What is expected: Restate the entries below exactly. Images are not part of the copy.

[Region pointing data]
•••••
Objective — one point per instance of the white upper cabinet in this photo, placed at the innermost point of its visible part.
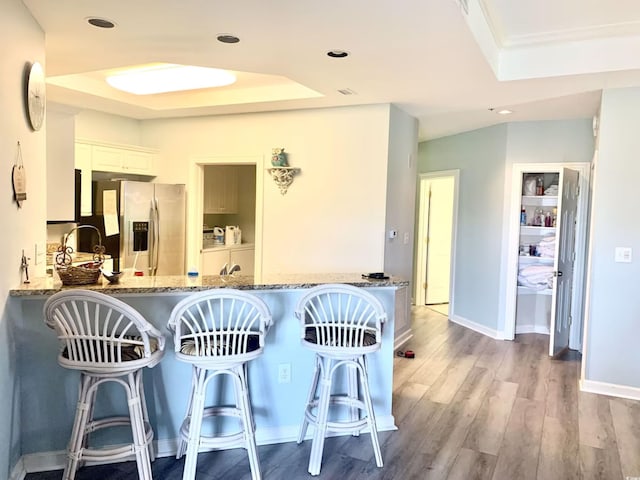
(221, 189)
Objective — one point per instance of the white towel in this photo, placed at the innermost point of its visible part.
(536, 277)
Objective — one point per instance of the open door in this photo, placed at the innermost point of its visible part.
(565, 256)
(439, 240)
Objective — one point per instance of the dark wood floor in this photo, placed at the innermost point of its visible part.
(467, 407)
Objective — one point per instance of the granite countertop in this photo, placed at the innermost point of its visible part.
(78, 257)
(181, 283)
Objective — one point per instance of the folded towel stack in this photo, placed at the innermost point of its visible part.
(536, 277)
(547, 247)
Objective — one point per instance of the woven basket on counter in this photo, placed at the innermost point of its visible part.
(85, 273)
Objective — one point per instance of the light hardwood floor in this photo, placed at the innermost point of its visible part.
(467, 408)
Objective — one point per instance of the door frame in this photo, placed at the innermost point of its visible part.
(422, 231)
(577, 303)
(195, 199)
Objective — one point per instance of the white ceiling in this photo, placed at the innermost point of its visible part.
(443, 62)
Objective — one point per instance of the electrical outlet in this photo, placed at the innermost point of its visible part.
(284, 373)
(623, 254)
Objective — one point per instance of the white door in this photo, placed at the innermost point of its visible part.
(439, 231)
(565, 257)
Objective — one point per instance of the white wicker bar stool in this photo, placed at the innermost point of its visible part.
(108, 342)
(218, 332)
(341, 324)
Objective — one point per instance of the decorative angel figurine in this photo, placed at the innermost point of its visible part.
(279, 158)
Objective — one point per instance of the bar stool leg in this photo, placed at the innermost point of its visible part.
(145, 416)
(77, 440)
(364, 379)
(242, 396)
(310, 399)
(324, 397)
(195, 425)
(137, 426)
(182, 443)
(353, 394)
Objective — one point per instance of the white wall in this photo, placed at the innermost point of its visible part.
(611, 352)
(108, 128)
(485, 158)
(23, 42)
(480, 156)
(60, 162)
(332, 218)
(401, 192)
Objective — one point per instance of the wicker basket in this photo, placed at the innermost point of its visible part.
(85, 273)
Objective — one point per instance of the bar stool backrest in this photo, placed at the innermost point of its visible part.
(220, 324)
(339, 317)
(101, 333)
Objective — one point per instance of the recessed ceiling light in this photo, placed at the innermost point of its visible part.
(226, 38)
(337, 53)
(164, 78)
(100, 22)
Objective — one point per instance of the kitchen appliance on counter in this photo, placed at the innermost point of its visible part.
(150, 222)
(212, 237)
(232, 235)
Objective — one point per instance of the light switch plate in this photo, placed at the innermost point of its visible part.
(40, 253)
(623, 255)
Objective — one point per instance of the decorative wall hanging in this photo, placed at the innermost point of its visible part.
(19, 179)
(281, 172)
(35, 96)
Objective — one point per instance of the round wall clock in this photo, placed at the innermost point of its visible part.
(35, 96)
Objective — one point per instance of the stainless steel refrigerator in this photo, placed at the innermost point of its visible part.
(150, 223)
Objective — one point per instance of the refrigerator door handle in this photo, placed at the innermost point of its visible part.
(156, 230)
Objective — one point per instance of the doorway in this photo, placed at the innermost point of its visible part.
(195, 202)
(538, 309)
(435, 255)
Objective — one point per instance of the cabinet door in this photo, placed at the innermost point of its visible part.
(138, 162)
(83, 162)
(106, 159)
(244, 257)
(213, 261)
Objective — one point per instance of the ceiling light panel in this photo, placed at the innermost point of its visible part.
(166, 78)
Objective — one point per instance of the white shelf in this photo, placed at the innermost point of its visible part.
(537, 231)
(540, 200)
(530, 291)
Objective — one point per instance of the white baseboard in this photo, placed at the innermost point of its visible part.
(56, 460)
(543, 329)
(610, 389)
(489, 332)
(403, 338)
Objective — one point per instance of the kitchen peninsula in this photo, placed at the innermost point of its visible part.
(49, 392)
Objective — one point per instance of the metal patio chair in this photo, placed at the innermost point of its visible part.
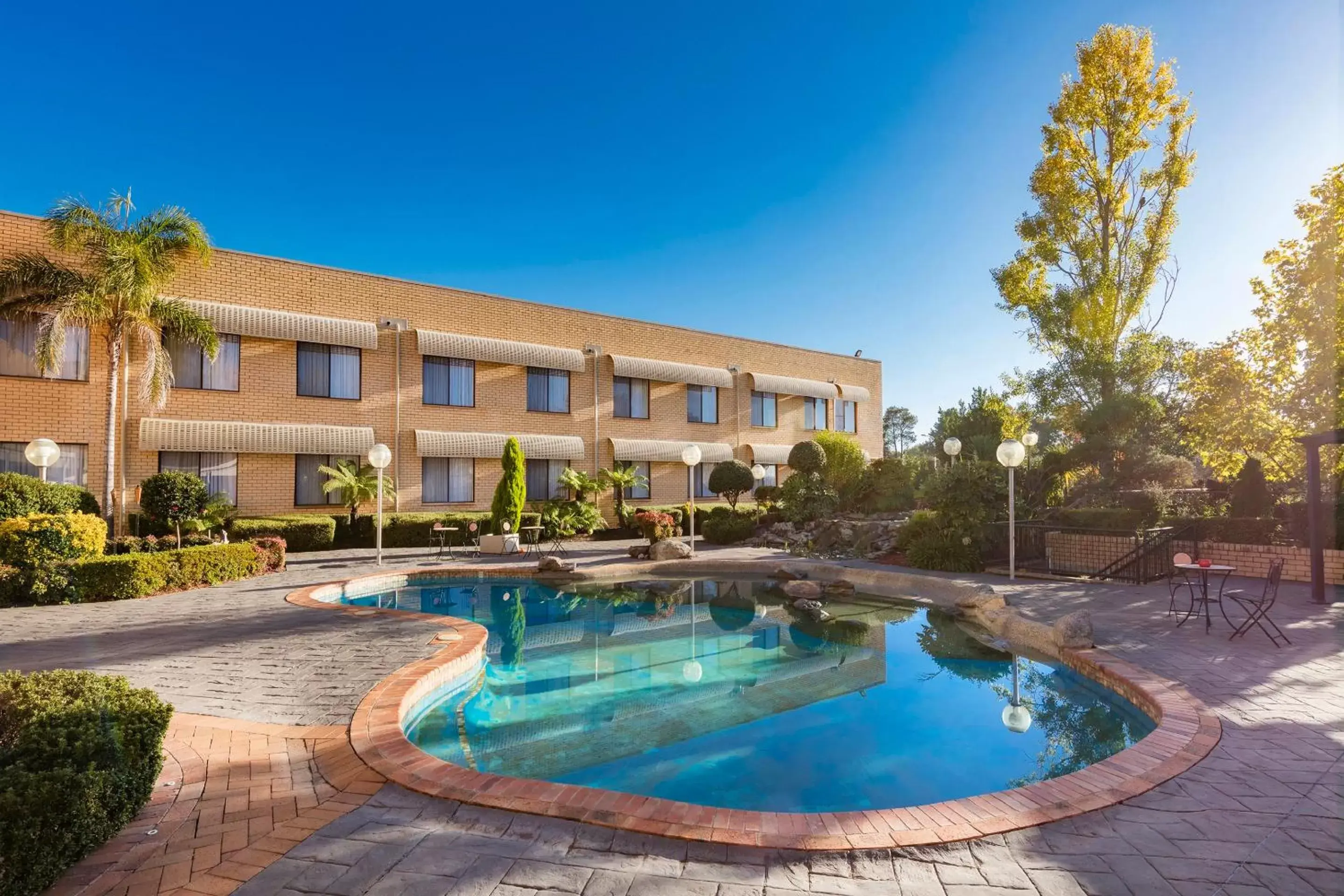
(1259, 606)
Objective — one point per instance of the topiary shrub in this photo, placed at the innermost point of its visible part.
(511, 492)
(732, 480)
(80, 754)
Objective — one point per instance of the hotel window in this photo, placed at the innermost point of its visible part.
(449, 381)
(329, 371)
(218, 469)
(639, 468)
(448, 480)
(547, 392)
(543, 480)
(193, 370)
(847, 417)
(702, 404)
(764, 409)
(700, 480)
(631, 398)
(308, 479)
(19, 350)
(815, 413)
(70, 468)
•••••
Response for this exercise:
Objective — one point per instance of the white upper cabinet in this photo, placed at the innermost point of its visible part.
(221, 189)
Objective — one point per instance of the white towel in this photo, placed at the innermost point of its visible part.
(536, 277)
Objective — one point per instance of the open door in this photo, placed at the innermost point of its visible part.
(565, 256)
(439, 240)
Objective — one point per instance of the dark wood floor in this photo, placed at the innermost point of its visible part.
(467, 407)
Objective — one point per instance of the granite countertop in this photo, placed at the innermost point of its visible part.
(78, 257)
(181, 283)
Objective — one point per instance of the folded towel stack in this photo, placed at the innermost point of its visible part.
(536, 277)
(547, 247)
Objective — one point per instance of the woven basket on counter in this photo, placed at the innermost point of its visible part.
(85, 273)
Objective — one point per instance of the light hardwood floor in this photo, placed at the innermost point of its visible part.
(467, 408)
Objective — one point per instance of the door frame in this photo, placed at the innermost point of its visible part.
(422, 231)
(577, 303)
(195, 199)
Objective — one point per instance of the white ceiling in this photo, placed at the innermost point of its visible part.
(443, 62)
Objective — one point per instance of the electrical outlet in this photo, placed at the innermost point of its visible part.
(284, 373)
(623, 254)
Objective — one point per instance of the white door in this photo, placed at the innermost point of its visible part.
(439, 231)
(565, 257)
Objective — one point per instance of the white wicker bar stool in this photo, placed at the innermost point of its visible part.
(108, 342)
(218, 332)
(341, 324)
Objective — one point per instance of the decorative angel figurine in this photo, placed at the innermost point of its visible part.
(279, 158)
Objective — one point per instance of the bar stool leg in this photo, placed at the innermost point of its visible part.
(145, 416)
(77, 440)
(364, 379)
(242, 396)
(310, 399)
(324, 397)
(195, 425)
(137, 426)
(182, 443)
(353, 394)
Objective — one point per instance of the white wall in this photo, placed at the innermost point of its visible part.
(611, 352)
(108, 128)
(485, 158)
(23, 42)
(480, 156)
(60, 162)
(332, 218)
(401, 192)
Objective — one point per instance of the wicker basket in this photo, placed at the innermost point of its visible part.
(85, 273)
Objective — one point per instance of the bar stool backrest in this photo, placed at the innermost point of its visible part.
(220, 324)
(339, 317)
(101, 333)
Objective — one point per instance of the recessed ceiling light in this photo, placed at the innermost point of its visible part.
(226, 38)
(337, 53)
(164, 78)
(100, 22)
Objective — one point per instance of the kitchen appliance on counter in this photo, placed at the innermost point of its visible part.
(150, 222)
(212, 237)
(232, 235)
Objective — one point per instance of the light switch plate in this photo, placed at the innermost point of its visible part.
(40, 253)
(623, 255)
Objective — one point per instance of the decorative wall hanging in this photo, placed at the innermost point of its visible part.
(19, 179)
(281, 172)
(35, 96)
Objective — one point per instance of the round wall clock in this photo, placed at the innermost point of its visible part.
(35, 96)
Objective — one point per instance of the stainless steel refrigerator in this photo, placed at the innermost point of its visible part.
(150, 223)
Objective — one point per instance of the refrigerator door handle in this photo, placed at the innermost point of its visible part.
(156, 230)
Objective — one point per instance of the doorway in this photo, placed at the innermost point of its visible part.
(195, 202)
(538, 309)
(435, 255)
Objective — one point per instance of the cabinet door in this photo, placed at the innermost point of its visible part.
(138, 162)
(83, 162)
(106, 159)
(244, 257)
(213, 261)
Objective — one point per instance of the ceiling light panel in this photo, placed at the innermost point of its visible part.
(166, 78)
Objective — one point per instance of the white shelf in this photo, placed at the innermost point of its visible part.
(537, 231)
(540, 200)
(530, 291)
Objective — one point per instance of the white baseboard in this photo, placed at the innermost point of its visible part.
(56, 460)
(543, 329)
(610, 389)
(489, 332)
(403, 338)
Objective — one point per instance of the kitchen peninsula in this photo, placed at the innermost point of its visible part.
(49, 392)
Objective — one point per instance of the metal patio chair in this photo, placed at the innermost point of its visible part.
(1259, 606)
Objective — one point per instance of the topiary shrub in this photo, placed at the innermost point of its visible part.
(511, 492)
(732, 480)
(80, 754)
Objective — one point per instance of the hotel window in this photo, placed at the innermost point of its visible part.
(449, 381)
(329, 371)
(218, 469)
(639, 468)
(448, 480)
(547, 392)
(543, 480)
(193, 370)
(847, 417)
(702, 404)
(764, 409)
(700, 480)
(631, 398)
(308, 479)
(19, 350)
(815, 413)
(70, 468)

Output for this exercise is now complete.